# Your instructions:
Pick up the review of the Route 66 photography book “Pop 66” below at the point where it ends and keep writing it.

# Given text:
Book review: “Pop 66”

“Pop 66,” a collection of Wes Pope’s black-and-white pinhole-camera images taken over a 20-year period on Route 66, contains plenty of intrigue.

But it’s Pope’s text that elevates the book (hardcover, 115 pages, Press Syndication Group) into part travelogue, part family history.and part biography.

Subtitled “A Dreamy Pop Can Odyssey Along Route 66,” part of the book’s main title could refer to the two aluminum soda cans used as a pinhole camera. The title also could refer to “popping” a quick image with a camera.

Pope, who worked as a photographer for newspapers in nine states, also earned a master’s degree in documentary film. He began traveling Route 66 in 1998 and started his pop-can-camera hobby shortly after that.

This video describes the book and Pope’s photography methods:

“Route 66: The Mother Road” author Michael Wallis, who wrote the book’s forward, explains the appeal of Pope’s pinhole-camera images: “Like the highway itself, Pope and his photographs are not in any way predictable. Nothing about them is contrived.”

Pope echoes Wallis’ notion: “With the best images in the project, I always say that I didn’t make the picture; the camera made the picture.”

This unpredictability shows up with several images:

  • Flags flapping in the breeze at Shea’s Route 66 Museum in Springfield, Illinois, and from an 86-year-old man’s wheelchair give an illusion of movement.
  • Occasional halos around objects, such as the “Mountain Lions” ruins at Two Guns, Arizona.
  • Odd lighting accents, such as a bright baseball cap on the Blue Whale in Catoosa, Oklahoma.

The book also proves to be a historical document, with portraits of people on Route 66 who since have died: Bill Shea, Bob Waldmire, Dixie Lee Evans, Roy Rogers and Dale Evans.

Some places have disappeared or changed:

  • The Illinois Route 66 Hall of Fame and Museum, shown at the Dixie Truckers Home in McLean, since has moved to Pontiac.

# Records provided:

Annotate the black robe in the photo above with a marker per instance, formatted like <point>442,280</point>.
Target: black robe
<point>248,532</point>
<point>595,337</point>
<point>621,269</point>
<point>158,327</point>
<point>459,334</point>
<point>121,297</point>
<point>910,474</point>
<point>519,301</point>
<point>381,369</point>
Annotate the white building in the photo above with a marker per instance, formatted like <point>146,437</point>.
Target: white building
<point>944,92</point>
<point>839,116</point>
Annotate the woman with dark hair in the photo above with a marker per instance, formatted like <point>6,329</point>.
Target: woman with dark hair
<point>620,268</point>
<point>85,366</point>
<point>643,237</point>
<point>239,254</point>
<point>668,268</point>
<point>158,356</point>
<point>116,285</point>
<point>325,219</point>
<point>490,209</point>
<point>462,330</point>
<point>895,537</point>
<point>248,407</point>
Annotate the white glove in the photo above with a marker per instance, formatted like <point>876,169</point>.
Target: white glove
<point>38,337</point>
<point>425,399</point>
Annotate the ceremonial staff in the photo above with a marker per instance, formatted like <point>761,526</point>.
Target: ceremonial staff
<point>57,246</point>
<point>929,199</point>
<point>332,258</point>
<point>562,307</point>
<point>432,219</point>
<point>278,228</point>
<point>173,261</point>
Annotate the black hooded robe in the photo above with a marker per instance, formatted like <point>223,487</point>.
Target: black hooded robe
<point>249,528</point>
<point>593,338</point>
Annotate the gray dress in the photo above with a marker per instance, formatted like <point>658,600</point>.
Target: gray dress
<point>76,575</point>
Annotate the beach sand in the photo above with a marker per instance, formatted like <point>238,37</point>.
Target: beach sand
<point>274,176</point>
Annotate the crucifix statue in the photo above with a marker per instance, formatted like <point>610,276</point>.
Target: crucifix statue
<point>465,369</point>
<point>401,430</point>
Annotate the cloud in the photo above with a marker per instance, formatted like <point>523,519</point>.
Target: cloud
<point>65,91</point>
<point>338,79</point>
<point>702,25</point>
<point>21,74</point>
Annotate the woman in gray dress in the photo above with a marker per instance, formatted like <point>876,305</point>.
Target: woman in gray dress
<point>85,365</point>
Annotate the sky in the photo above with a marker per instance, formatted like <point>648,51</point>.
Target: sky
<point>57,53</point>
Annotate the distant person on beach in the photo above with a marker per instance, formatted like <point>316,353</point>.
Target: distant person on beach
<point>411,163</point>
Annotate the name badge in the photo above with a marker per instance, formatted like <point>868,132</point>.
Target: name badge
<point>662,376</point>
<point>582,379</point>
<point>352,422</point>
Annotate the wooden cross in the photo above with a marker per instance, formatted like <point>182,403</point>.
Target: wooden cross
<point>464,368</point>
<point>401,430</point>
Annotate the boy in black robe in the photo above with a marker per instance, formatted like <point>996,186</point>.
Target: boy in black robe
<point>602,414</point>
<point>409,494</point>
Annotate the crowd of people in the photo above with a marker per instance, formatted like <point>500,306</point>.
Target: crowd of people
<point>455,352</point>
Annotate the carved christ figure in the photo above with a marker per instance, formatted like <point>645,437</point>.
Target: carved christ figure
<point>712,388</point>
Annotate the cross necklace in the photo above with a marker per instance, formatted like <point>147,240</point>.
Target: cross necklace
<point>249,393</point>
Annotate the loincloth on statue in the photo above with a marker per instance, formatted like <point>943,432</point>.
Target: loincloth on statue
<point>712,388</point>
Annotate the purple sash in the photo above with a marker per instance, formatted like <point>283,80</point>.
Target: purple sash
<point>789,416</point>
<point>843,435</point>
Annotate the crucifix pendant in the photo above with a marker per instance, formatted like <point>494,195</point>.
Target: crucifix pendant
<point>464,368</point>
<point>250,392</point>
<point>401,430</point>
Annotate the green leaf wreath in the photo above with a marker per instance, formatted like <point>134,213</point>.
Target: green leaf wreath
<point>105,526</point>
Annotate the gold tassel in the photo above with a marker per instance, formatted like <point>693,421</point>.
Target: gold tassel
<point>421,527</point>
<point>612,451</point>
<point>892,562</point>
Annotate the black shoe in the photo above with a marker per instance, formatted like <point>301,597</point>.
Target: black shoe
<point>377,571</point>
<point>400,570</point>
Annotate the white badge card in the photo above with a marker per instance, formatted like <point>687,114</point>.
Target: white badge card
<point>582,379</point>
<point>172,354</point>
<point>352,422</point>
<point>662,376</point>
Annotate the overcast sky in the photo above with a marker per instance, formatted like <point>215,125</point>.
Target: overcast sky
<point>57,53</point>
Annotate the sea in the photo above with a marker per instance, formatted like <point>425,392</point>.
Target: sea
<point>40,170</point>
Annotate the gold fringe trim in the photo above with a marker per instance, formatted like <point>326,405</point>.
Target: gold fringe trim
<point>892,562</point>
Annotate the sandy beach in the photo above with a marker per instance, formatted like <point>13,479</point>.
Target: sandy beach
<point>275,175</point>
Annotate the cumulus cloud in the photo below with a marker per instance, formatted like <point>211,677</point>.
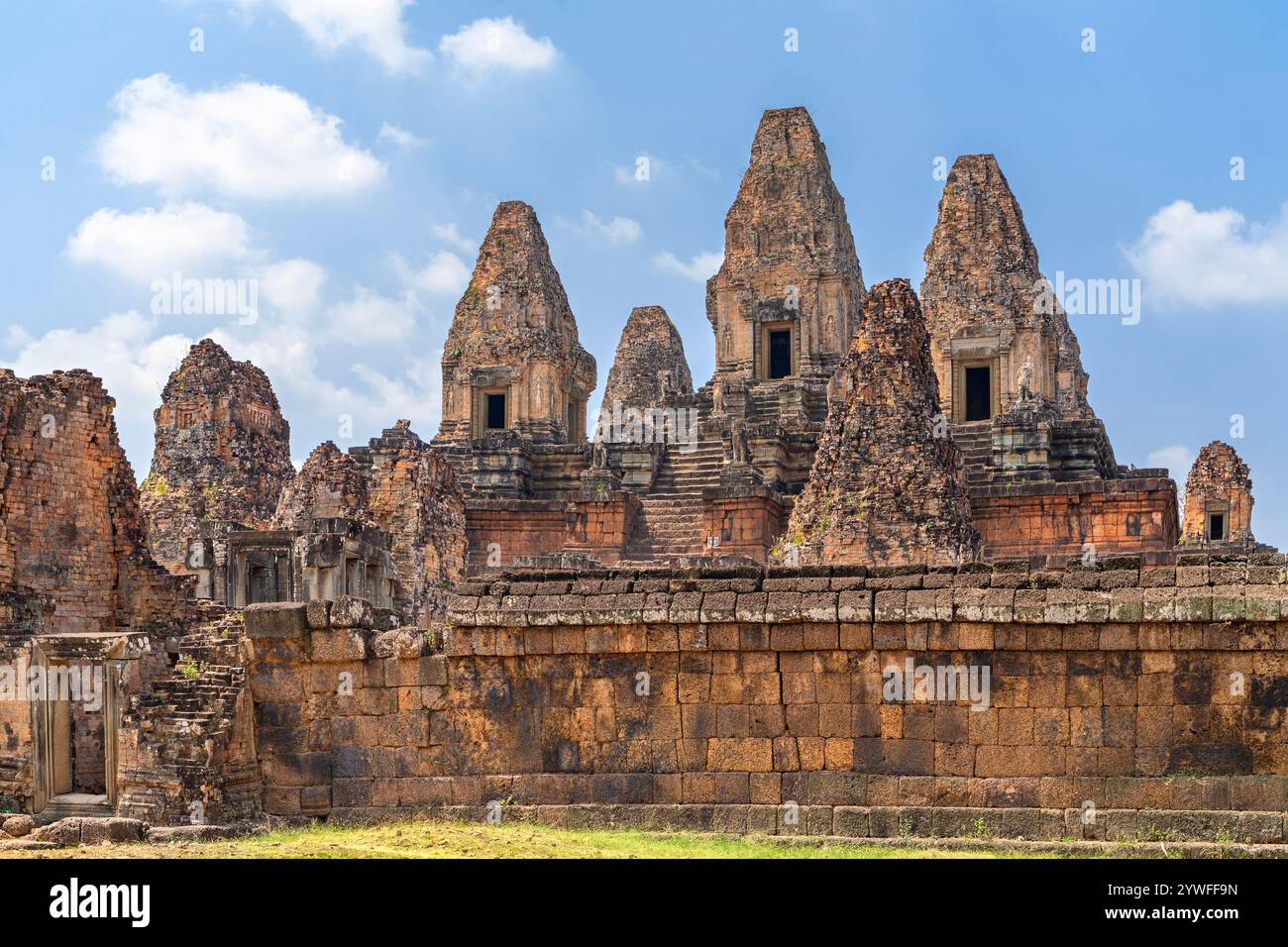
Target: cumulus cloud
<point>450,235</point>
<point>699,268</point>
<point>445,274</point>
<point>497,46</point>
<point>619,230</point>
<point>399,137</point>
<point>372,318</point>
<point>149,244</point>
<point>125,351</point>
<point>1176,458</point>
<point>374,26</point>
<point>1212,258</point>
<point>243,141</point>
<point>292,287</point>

==

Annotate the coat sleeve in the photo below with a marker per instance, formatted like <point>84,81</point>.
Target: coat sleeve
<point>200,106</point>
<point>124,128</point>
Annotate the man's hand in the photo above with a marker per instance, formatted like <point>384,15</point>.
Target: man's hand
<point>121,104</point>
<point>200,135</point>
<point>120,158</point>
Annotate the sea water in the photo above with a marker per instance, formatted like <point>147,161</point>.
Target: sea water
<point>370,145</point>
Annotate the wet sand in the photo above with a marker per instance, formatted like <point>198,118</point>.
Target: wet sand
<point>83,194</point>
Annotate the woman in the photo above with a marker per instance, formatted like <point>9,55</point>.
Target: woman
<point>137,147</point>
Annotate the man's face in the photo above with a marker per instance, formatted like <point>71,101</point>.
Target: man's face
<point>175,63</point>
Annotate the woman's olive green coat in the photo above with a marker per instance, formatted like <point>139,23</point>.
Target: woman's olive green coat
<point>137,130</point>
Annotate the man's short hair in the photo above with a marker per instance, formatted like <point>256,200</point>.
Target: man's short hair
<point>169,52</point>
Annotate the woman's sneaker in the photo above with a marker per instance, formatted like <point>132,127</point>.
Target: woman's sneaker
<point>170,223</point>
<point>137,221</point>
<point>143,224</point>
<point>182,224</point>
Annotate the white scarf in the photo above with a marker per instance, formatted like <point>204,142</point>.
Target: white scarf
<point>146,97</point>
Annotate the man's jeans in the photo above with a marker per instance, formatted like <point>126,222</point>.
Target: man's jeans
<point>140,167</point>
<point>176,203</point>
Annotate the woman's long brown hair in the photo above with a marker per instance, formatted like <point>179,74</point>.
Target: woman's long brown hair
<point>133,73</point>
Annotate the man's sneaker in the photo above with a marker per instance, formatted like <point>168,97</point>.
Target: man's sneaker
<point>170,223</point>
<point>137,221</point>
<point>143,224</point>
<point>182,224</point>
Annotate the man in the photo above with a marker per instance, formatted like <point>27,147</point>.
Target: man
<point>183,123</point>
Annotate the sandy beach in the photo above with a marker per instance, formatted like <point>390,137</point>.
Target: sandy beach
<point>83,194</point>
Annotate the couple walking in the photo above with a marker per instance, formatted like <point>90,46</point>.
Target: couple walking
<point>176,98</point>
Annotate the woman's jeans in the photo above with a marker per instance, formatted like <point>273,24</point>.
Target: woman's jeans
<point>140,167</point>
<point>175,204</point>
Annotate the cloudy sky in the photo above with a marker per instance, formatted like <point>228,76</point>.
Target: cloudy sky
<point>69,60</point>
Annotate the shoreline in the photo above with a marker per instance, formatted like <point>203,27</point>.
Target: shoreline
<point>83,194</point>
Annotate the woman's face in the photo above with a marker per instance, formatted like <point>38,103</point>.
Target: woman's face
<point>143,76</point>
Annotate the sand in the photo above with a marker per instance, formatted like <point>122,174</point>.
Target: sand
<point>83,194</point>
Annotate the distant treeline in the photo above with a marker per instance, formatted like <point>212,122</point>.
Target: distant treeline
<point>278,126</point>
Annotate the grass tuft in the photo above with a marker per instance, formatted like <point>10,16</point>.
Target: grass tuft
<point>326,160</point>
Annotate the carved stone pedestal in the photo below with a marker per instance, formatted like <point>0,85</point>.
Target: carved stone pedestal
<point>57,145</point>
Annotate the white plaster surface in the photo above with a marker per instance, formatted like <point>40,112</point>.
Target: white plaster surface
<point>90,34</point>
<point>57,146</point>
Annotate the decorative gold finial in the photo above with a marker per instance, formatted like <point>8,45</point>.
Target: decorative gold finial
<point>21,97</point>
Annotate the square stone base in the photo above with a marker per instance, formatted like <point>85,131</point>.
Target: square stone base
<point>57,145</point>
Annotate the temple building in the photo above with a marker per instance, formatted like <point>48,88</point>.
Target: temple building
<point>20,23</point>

...

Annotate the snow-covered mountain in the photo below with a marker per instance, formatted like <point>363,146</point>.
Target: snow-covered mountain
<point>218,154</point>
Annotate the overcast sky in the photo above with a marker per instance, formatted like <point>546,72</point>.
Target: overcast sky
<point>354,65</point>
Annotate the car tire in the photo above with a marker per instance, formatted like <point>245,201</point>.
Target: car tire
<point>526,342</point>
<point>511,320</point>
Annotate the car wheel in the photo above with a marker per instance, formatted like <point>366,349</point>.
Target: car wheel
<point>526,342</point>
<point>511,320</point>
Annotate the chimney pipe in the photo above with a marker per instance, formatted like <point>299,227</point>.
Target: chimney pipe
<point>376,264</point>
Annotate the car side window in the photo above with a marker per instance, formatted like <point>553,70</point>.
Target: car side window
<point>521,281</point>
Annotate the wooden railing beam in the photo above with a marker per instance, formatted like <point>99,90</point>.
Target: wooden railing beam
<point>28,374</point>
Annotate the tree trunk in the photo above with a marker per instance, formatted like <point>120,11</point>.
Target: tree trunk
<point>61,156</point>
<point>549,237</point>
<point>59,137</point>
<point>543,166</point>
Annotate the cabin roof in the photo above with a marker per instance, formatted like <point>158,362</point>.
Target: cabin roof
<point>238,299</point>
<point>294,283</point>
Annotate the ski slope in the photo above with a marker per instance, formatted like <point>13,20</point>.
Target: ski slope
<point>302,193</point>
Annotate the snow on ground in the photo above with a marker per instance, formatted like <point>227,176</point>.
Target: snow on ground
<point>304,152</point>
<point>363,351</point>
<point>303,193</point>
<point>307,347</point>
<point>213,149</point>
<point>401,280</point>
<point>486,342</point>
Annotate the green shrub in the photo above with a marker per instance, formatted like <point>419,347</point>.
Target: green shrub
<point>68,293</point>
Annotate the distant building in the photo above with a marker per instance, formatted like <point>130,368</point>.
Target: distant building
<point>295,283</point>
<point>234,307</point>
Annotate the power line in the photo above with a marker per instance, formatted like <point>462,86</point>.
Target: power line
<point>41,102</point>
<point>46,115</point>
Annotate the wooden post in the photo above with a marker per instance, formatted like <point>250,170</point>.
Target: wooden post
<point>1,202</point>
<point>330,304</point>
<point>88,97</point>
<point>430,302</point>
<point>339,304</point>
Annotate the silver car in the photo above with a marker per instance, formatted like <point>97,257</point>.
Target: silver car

# Exercise result:
  • The Aztec Motel in Albuquerque was razed.
  • Shea’s Route 66 Museum in Springfield closed after its founder’s death, and the station has been repurposed
  • The new owners of the Wigwam Motel in Rialto, California, dispensed with its racy “Do it in a teepee” slogan and greatly improved the property’s look and reputation.
  • M.E. Sprengelmeyer, publisher of the Guadalupe County Communicator in Santa Rosa, New Mexico, recently sold his newspaper.
  • A memorial on a chain-link fence at the Murrah Building terrorism bombing site since has morphed into the more formal Oklahoma City Memorial.
  • Exotic World museum in Helendale, California, moved to Las Vegas.
  • The fiberglass giant at Bunyon’s restaurant in Cicero, Illinois, moved to downtown Atlanta, Illinois.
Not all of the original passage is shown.